What is needed: Reproduce word for word the lines of the items below, from the line containing "For every instance of the mare's hind" through the line containing "x=211, y=244", both lines included.

Items contained in a dataset:
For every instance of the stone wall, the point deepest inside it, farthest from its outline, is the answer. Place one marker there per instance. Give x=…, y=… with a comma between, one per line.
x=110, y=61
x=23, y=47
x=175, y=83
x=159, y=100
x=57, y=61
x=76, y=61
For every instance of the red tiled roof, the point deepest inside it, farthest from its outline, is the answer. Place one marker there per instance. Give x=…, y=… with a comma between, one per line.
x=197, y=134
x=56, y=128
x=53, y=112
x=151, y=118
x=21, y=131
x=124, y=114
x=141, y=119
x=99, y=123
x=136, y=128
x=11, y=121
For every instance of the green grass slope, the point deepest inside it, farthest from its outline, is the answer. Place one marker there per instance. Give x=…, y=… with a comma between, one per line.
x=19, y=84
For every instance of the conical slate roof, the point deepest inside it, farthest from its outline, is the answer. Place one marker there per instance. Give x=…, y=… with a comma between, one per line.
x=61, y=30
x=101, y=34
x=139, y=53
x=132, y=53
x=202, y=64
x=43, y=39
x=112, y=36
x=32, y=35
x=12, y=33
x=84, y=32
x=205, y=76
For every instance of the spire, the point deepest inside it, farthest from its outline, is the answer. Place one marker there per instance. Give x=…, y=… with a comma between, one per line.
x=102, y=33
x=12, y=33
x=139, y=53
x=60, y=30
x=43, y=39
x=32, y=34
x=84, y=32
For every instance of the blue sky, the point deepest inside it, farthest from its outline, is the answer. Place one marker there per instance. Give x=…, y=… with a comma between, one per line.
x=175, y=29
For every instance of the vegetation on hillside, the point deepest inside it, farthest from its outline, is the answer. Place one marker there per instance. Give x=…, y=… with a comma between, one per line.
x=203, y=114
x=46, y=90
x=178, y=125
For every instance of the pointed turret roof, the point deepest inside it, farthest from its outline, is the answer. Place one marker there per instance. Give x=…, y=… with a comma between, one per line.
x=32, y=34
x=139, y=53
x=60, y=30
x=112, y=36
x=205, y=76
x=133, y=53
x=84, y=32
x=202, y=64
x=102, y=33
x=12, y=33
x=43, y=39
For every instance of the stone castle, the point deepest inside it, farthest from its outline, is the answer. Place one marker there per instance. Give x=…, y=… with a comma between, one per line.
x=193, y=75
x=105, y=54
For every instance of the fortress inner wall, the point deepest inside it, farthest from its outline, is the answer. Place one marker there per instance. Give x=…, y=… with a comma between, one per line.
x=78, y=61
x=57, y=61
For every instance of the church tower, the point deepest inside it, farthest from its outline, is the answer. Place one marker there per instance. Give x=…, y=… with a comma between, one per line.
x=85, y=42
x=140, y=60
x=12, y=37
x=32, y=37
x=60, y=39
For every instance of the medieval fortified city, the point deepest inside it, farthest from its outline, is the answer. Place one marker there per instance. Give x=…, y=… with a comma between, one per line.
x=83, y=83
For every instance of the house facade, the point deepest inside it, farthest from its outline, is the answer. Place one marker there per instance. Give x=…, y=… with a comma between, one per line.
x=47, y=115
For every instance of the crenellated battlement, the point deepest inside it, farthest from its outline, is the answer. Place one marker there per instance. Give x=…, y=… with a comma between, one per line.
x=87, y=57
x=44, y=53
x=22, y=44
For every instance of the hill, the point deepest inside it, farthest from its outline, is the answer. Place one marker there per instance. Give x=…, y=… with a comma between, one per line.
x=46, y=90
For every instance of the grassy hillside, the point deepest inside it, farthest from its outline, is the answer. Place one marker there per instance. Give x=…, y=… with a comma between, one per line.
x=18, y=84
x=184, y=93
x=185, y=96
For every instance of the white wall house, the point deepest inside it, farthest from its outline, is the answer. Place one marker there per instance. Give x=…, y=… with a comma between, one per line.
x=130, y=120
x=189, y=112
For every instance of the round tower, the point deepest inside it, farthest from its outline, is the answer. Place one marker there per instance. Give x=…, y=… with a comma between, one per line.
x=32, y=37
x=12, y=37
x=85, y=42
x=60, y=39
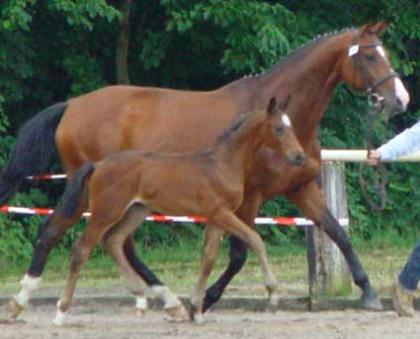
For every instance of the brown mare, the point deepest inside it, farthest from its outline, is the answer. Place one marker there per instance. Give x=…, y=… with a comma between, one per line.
x=95, y=125
x=209, y=182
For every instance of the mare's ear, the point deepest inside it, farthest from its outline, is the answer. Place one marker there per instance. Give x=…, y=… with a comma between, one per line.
x=272, y=106
x=374, y=28
x=284, y=103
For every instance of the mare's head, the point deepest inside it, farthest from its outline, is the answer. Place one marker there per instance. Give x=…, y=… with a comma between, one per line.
x=277, y=133
x=366, y=67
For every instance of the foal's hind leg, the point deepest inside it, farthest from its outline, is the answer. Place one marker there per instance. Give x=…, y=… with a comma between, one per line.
x=113, y=243
x=210, y=249
x=312, y=203
x=49, y=233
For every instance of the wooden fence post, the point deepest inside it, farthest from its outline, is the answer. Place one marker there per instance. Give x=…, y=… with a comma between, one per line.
x=328, y=271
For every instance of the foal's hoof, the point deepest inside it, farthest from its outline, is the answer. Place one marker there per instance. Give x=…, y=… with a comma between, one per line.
x=177, y=313
x=372, y=302
x=14, y=309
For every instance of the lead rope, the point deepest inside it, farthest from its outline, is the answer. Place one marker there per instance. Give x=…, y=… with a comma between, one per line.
x=380, y=174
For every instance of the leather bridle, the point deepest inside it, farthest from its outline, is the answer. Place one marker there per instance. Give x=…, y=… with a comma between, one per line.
x=374, y=99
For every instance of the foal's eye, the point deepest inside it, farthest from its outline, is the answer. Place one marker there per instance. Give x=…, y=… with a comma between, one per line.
x=370, y=57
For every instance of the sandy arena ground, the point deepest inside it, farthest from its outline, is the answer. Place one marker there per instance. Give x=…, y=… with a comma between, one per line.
x=97, y=321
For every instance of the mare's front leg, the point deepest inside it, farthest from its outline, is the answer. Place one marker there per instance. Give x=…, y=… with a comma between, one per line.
x=237, y=252
x=49, y=233
x=310, y=200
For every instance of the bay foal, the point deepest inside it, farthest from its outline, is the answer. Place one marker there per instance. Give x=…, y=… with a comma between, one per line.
x=124, y=188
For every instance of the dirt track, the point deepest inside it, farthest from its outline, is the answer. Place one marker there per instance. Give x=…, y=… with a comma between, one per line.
x=95, y=321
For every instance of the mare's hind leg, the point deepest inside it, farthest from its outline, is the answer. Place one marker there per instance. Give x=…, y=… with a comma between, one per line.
x=49, y=233
x=237, y=251
x=310, y=200
x=96, y=227
x=113, y=242
x=211, y=244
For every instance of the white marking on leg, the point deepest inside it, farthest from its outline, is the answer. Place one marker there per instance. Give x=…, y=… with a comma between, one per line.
x=141, y=303
x=286, y=121
x=401, y=93
x=198, y=318
x=353, y=50
x=162, y=292
x=29, y=284
x=381, y=52
x=59, y=316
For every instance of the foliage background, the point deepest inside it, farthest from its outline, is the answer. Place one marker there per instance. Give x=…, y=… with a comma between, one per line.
x=51, y=50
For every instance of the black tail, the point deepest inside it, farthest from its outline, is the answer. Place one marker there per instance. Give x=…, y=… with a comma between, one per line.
x=32, y=151
x=74, y=189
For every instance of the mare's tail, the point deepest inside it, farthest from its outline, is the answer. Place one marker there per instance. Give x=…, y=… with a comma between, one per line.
x=72, y=196
x=32, y=151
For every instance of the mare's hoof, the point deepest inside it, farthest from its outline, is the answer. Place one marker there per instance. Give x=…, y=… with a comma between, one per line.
x=140, y=312
x=198, y=318
x=14, y=309
x=372, y=302
x=177, y=313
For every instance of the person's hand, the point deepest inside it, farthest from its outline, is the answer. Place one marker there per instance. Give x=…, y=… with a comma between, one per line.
x=373, y=157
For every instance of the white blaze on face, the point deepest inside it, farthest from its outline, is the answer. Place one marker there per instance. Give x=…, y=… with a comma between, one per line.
x=381, y=52
x=353, y=50
x=401, y=93
x=285, y=120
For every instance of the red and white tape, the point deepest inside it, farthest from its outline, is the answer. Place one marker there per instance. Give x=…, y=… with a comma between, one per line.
x=47, y=177
x=283, y=221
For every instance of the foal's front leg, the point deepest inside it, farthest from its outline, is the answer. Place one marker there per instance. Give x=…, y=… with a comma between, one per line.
x=229, y=222
x=212, y=237
x=113, y=242
x=237, y=251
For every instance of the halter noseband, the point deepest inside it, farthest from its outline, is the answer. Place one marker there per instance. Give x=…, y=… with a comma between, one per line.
x=374, y=99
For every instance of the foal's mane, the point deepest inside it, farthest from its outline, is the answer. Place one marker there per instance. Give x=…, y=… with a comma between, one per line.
x=238, y=124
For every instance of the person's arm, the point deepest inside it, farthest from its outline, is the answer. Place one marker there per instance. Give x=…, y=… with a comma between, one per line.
x=404, y=143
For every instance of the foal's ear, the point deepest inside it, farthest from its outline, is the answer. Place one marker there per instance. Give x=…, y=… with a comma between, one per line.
x=374, y=28
x=284, y=103
x=272, y=106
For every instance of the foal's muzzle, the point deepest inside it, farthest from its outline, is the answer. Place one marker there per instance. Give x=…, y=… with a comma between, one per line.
x=296, y=158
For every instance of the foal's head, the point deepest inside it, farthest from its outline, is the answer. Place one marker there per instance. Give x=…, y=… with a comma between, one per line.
x=277, y=133
x=366, y=67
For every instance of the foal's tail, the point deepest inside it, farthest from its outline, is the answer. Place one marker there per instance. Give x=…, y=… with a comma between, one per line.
x=72, y=196
x=32, y=151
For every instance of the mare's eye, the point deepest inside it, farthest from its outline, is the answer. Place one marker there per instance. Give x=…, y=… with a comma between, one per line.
x=279, y=129
x=370, y=57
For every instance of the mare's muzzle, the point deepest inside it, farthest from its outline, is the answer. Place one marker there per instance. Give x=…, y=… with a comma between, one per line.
x=296, y=158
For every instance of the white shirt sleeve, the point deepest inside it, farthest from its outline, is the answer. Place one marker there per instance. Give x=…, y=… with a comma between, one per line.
x=404, y=143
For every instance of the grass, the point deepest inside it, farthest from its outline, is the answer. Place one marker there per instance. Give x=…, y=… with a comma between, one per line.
x=178, y=268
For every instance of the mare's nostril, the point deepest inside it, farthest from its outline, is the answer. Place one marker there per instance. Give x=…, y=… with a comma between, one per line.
x=298, y=158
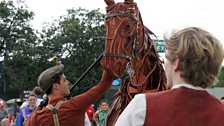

Response to the task:
For every instance of the mare's hind leg, the point deepest inside it, farthest from its outline, is the answer. Place one marker there per instance. Give x=…, y=… with a comma between, one per line.
x=49, y=233
x=237, y=251
x=310, y=200
x=96, y=227
x=113, y=242
x=211, y=244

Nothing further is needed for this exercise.